TEXT EXTRACT —
# 10 point in the creek



## Killdee (Nov 4, 2007)

I was walking this creek last Sunday morning looking for deer crossings to hunt when I found a crossing below this natural pond and set up a TC. I have several good shots but here's the shot I was looking for. I have about 7-8 pics of this buck, several in the daytime but we have yet to lay eyes on him.


----------



## biggtruxx (Nov 4, 2007)

sweet shot!!!!!!!!


----------



## deerhunter2222 (Nov 4, 2007)

Great Picture. Should make some hunter Proud


----------



## cball917 (Nov 4, 2007)

awesome pic


----------



## Arrow3 (Nov 4, 2007)

Great TC pic!!


----------



## Hoss (Nov 4, 2007)

That is a great TC photo.  Thanks for sharing it with us.

Hoss


----------



## Hunter Haven (Nov 4, 2007)

I like that pic... keep it handy... if you get him, make an 8x10 photo of that pic and hang it up with him on the wall!!!!


----------



## The Original Rooster (Nov 4, 2007)

That is one of the best pictures I've seen in a while. Beautiful!


----------



## Luckybuck (Nov 4, 2007)

You should contact companys that do picture prints, this would be a dandy, best I can remember of any.  Wow, great picture.


----------



## rip18 (Nov 4, 2007)

Great shot, Killdee!  Way to set up!  (And got the big boy to cooperate in the daylight!).

I know you are building your own cameras - what components are you using now?


----------



## Nicodemus (Nov 4, 2007)

Unbelievable pic! That one needs to be in a frame!


----------



## Killdee (Nov 4, 2007)

rip18 said:


> Great shot, Killdee!  Way to set up!  (And got the big boy to cooperate in the daylight!).
> 
> I know you are building your own cameras - what components are you using now?



Thats a sony p-41 and a yeti board in a 1040 pelican case, my favorite setup.


----------



## 11P&YBOWHUNTER (Nov 4, 2007)

Killdee, if you build your own trail cameras... need to learn how to make one that takes pics like that.  That is one of the most clear, high resolution pictures i ever seen...I am serious!!


----------



## Gunsmoke (Nov 4, 2007)

looks photoshopped to me the water around the feet is wrong and looks like the sun is  on the left side of the buck


----------



## hookedonbass (Nov 4, 2007)

That is without a doubt the best trail camera picture I have ever seen! Awesome job Kildee.





Gunsmoke said:


> looks photoshopped to me the water around the feet is wrong and looks like the sun is  on the left side of the buck



 Why would you question a man's integrity that has been putting some of the best trail camera pictures on this site for a long time? That's just uncalled for IMO.

MATERIAL —
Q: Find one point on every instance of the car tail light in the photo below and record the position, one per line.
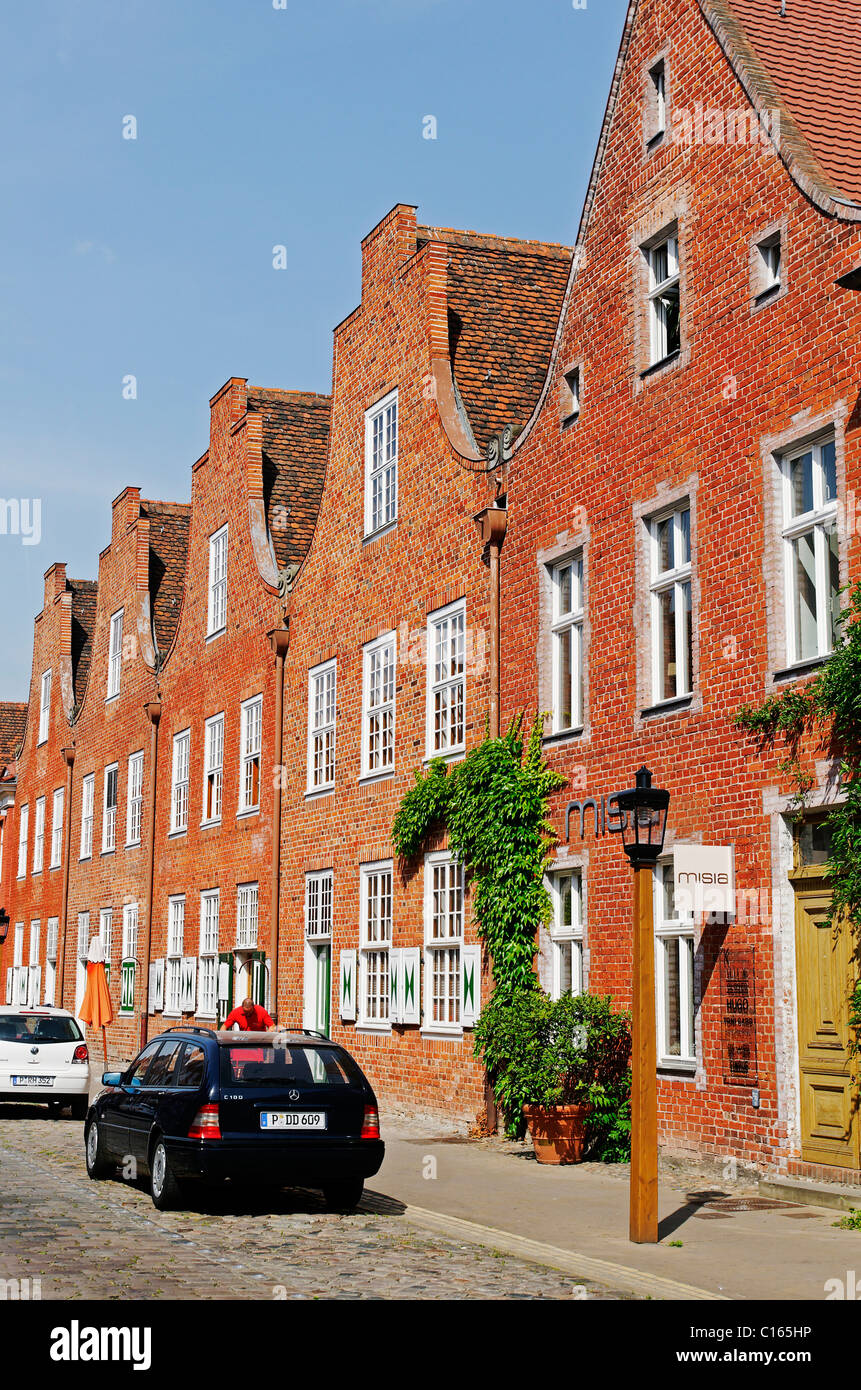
(205, 1123)
(370, 1125)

WRITTEN TASK 1 — In the forum thread about the 10-point buck in the creek, what setup does Killdee say took the picture?
WRITTEN TASK 2 — Quote the forum thread about the 10-point buck from the words "That is a great" up to and including the words "on the wall!!!!".

WRITTEN ANSWER 1 — A sony p-41 and a yeti board in a 1040 pelican case.

WRITTEN ANSWER 2 —
That is a great TC photo.  Thanks for sharing it with us.

Hoss


----------



## Hunter Haven (Nov 4, 2007)

I like that pic... keep it handy... if you get him, make an 8x10 photo of that pic and hang it up with him on the wall!!!!